-------- KUTIPAN TEKS

Tanggung jawab seorang pemimpin sekolah bukan hanya terhadap sesuatu yang
dikerjakan dan upayakan, tetapi juga terhadap apa yang dilakukan bawahannya
dalam mencapai tujuan sekolah.
d) Dapat
dipercaya (Amanah)
Seorang kepala sekolah
hendaknya dapat dipercaya, baik perkataannya, sikap dan perbuatannya maupun
kebijakan yang diambilnya dalam menyelenggarakan sekolah kea rah tujuan yang
ditetapkan. Agar kepala sekolah memperoleh kepercayaan (trust), hendaknya menjalankan tugas dengan benar dan baik. Di
samping itu, kepala sekoah harus bersikap terbuka kepada orang lain. Sikap
terbuka kepada orang lain berarti menyampaikan sesuatu yang seharusnya
disampaikan kepada orang lain (bawahannya), sedangkan bagi orang lain berate
siap mendengarkan dan menyimak apa saja yang disampaikan orang lain
(bawahannya).[44]
e) Memberikan
otonomi
Pemberian otonomi
kepala sekolah bukan berarti bebas tidak terbatas. Pemberian otonomi berarti
pemberian kebebasan untuk berapresiasi diri secara kreatif dan positif, sesuai
minat dan bakat bawahannya. Otonomi dalam proses pembelajaran merupakan hak
seorang guru dalam mengelola kelas tanpa harus melepaskan diri dari pengawasan
yang wajar dari kepala sekolah.

----------------
-------- DATA TERCATAT

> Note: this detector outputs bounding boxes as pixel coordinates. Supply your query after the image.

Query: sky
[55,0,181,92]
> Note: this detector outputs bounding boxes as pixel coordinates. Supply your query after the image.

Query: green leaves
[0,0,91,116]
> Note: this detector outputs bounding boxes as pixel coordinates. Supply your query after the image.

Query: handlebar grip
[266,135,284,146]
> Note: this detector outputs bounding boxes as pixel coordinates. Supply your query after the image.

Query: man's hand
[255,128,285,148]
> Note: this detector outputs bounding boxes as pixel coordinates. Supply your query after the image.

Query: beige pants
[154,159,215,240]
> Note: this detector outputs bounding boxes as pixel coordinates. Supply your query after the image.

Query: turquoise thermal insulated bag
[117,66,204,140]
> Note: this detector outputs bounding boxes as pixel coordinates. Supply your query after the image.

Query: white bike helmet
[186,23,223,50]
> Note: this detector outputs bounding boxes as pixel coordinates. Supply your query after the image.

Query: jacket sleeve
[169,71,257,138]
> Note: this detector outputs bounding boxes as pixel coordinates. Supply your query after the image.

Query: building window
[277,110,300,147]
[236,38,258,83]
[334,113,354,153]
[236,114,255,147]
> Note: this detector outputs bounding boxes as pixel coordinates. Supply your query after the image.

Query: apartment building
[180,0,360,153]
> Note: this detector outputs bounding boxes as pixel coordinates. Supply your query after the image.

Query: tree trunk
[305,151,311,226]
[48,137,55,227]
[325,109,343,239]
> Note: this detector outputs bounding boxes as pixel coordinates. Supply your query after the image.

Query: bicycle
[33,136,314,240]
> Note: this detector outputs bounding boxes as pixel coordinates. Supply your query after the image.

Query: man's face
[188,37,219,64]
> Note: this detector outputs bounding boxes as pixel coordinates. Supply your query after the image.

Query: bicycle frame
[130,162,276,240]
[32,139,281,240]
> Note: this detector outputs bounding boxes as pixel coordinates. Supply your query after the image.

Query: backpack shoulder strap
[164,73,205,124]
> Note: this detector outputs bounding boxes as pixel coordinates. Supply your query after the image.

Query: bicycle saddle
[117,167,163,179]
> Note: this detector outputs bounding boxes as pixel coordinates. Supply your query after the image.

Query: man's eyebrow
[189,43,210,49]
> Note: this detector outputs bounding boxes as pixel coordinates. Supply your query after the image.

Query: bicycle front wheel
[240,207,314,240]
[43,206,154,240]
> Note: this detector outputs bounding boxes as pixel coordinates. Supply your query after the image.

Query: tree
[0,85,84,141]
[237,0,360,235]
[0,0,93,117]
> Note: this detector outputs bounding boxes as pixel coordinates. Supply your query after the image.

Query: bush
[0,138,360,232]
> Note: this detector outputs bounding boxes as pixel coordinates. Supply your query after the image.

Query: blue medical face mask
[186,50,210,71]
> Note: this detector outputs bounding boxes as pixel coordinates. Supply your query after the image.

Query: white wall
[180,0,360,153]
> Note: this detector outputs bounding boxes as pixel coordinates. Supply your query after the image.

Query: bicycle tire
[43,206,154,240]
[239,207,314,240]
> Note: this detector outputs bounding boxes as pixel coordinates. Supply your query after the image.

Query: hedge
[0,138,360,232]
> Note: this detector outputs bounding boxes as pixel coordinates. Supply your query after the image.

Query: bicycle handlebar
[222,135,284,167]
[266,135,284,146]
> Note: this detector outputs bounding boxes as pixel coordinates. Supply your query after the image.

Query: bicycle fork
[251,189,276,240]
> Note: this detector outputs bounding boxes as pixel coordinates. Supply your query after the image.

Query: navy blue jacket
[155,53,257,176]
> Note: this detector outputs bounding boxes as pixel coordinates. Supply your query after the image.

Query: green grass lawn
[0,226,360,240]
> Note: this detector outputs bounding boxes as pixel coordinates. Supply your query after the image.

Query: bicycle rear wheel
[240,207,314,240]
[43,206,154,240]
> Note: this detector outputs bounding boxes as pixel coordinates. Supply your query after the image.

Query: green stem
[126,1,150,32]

----------------

*PETUNJUK 1:*
Jawablah pertanyaan berikut berdasarkan kutipan teks:
(a) Selain terhadap apa yang dikerjakannya sendiri, terhadap apa lagi seorang pemimpin sekolah bertanggung jawab?
(b) Apa yang hendaknya dilakukan kepala sekolah agar memperoleh kepercayaan?
(c) Otonomi dalam proses pembelajaran merupakan hak guru untuk melakukan apa?
*PETUNJUK 2:* Tulis ulang secara lebih ringkas paragraf dalam kutipan teks yang diawali "Seorang kepala sekolah hendaknya dapat dipercaya", dengan tetap mempertahankan fakta-fakta utamanya.

*JAWABAN LENGKAP 1:*
(a) Terhadap apa yang dilakukan bawahannya dalam mencapai tujuan sekolah.
(b) Menjalankan tugas dengan benar dan baik.
(c) Mengelola kelas tanpa harus melepaskan diri dari pengawasan yang wajar dari kepala sekolah.

*JAWABAN LENGKAP 2:* Kepala sekolah hendaknya dapat dipercaya dalam perkataan, sikap, perbuatan, dan kebijakannya saat menyelenggarakan sekolah menuju tujuan yang ditetapkan. Untuk memperoleh kepercayaan, ia perlu menjalankan tugas dengan benar dan baik serta bersikap terbuka. Bersikap terbuka berarti menyampaikan kepada bawahan apa yang seharusnya disampaikan. Selain itu, ia siap mendengarkan dan menyimak apa saja yang disampaikan bawahan.